Data to use: Begin
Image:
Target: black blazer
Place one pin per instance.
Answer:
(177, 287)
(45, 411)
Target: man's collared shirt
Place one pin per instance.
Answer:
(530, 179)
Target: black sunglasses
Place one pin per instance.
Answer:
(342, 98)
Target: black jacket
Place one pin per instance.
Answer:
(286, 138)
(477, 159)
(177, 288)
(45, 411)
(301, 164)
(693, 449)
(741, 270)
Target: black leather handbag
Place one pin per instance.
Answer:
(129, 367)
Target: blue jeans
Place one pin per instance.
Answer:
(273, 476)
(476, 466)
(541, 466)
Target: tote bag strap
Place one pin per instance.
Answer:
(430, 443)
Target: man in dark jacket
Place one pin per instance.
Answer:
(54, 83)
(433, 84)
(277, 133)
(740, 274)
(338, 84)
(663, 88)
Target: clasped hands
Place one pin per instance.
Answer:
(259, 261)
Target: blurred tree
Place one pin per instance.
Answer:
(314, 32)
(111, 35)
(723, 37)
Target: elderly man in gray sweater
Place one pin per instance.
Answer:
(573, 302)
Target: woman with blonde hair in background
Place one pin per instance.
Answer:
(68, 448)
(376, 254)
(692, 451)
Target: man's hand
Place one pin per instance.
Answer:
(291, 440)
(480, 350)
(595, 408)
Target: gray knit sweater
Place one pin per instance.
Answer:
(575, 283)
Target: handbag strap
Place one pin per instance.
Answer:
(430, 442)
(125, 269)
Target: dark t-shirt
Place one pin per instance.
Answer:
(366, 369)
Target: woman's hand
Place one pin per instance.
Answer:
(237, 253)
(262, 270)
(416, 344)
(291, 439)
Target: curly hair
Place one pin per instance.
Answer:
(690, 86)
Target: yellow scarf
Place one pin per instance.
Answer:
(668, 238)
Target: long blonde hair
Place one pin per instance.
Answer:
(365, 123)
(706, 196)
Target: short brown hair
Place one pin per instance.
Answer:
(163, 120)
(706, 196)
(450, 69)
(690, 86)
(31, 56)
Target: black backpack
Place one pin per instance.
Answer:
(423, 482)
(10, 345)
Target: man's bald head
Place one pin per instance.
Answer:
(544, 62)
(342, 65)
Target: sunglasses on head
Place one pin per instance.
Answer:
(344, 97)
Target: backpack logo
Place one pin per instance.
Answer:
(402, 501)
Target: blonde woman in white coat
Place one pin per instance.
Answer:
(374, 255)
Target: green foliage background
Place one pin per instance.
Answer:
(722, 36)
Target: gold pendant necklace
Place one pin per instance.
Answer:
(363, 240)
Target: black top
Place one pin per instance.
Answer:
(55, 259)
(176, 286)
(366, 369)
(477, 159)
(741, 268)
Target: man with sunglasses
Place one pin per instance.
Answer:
Data to use: End
▸ Required action
Each line of the material must be restated exactly.

▸ Solution below
Image:
Target: black blazer
Place one pin per instance.
Answer:
(177, 287)
(45, 411)
Target: man's collared shirt
Place one pin per instance.
Answer:
(530, 179)
Target: black sunglasses
Place one pin per instance.
Answer:
(342, 98)
Target: black jacket
Place one pin per instance.
Answer:
(286, 138)
(477, 159)
(177, 288)
(45, 411)
(301, 164)
(693, 449)
(741, 270)
Target: black leather handbag
Place one pin per instance.
Answer:
(129, 367)
Target: blue jeans
Place one pin per instance.
Answer:
(273, 476)
(476, 466)
(541, 466)
Target: tote bag strap
Place one pin per instance.
Answer:
(430, 443)
Target: man in dark jacket
Place one pin per instance.
Answer:
(54, 83)
(433, 84)
(277, 133)
(740, 274)
(338, 84)
(663, 88)
Target: clasped hands
Place one pin per instance.
Answer:
(259, 261)
Target: blurred tree
Place one pin per instance.
Answer:
(314, 32)
(111, 35)
(723, 37)
Target: elderly man in gray sweater
Place one pin per instance.
Answer:
(573, 302)
Target: woman with blonde hair in background
Place one pin per instance.
Answer:
(68, 448)
(376, 254)
(692, 451)
Target: man's hand
Place one pin per instance.
Answer:
(291, 440)
(480, 350)
(595, 408)
Target: gray knit sweater
Place one pin per instance.
Answer:
(575, 283)
Target: handbag strap
Place one pin per instance.
Answer:
(430, 442)
(125, 269)
Target: dark t-shirt
Place one pin per instance.
Answer:
(366, 369)
Target: woman's hand
Place one pin per instance.
Answer:
(237, 253)
(262, 270)
(416, 344)
(291, 439)
Target: curly hair
Place one pin per instance.
Answer:
(690, 86)
Target: yellow scarf
Place one pin per instance.
Answer:
(668, 238)
Target: long blonde hair
Place one pin per instance.
Answer:
(365, 123)
(706, 196)
Target: short brown hair
Place one pin per instance.
Answer:
(163, 120)
(706, 196)
(450, 69)
(690, 86)
(31, 56)
Target: black backpack
Place one pin per instance.
Answer:
(423, 482)
(10, 345)
Target: man's bald head
Place one pin per instance.
Answer:
(544, 62)
(342, 65)
Target: sunglasses on head
Place one pin per instance.
Answer:
(344, 97)
Target: backpack logo
Place one pin per instance.
Answer:
(402, 501)
Target: blonde woman in white coat
Place one pin per instance.
Answer:
(374, 255)
Target: green foliage background
Place one pin per instance.
Answer:
(722, 36)
Target: gold pendant necklace
Place one pin per instance.
Answer:
(363, 240)
Target: black top
Place one pin per instance.
Answer:
(55, 259)
(176, 286)
(366, 369)
(477, 159)
(741, 268)
Target: man with sunglasses
Place one pin per instance.
Answer:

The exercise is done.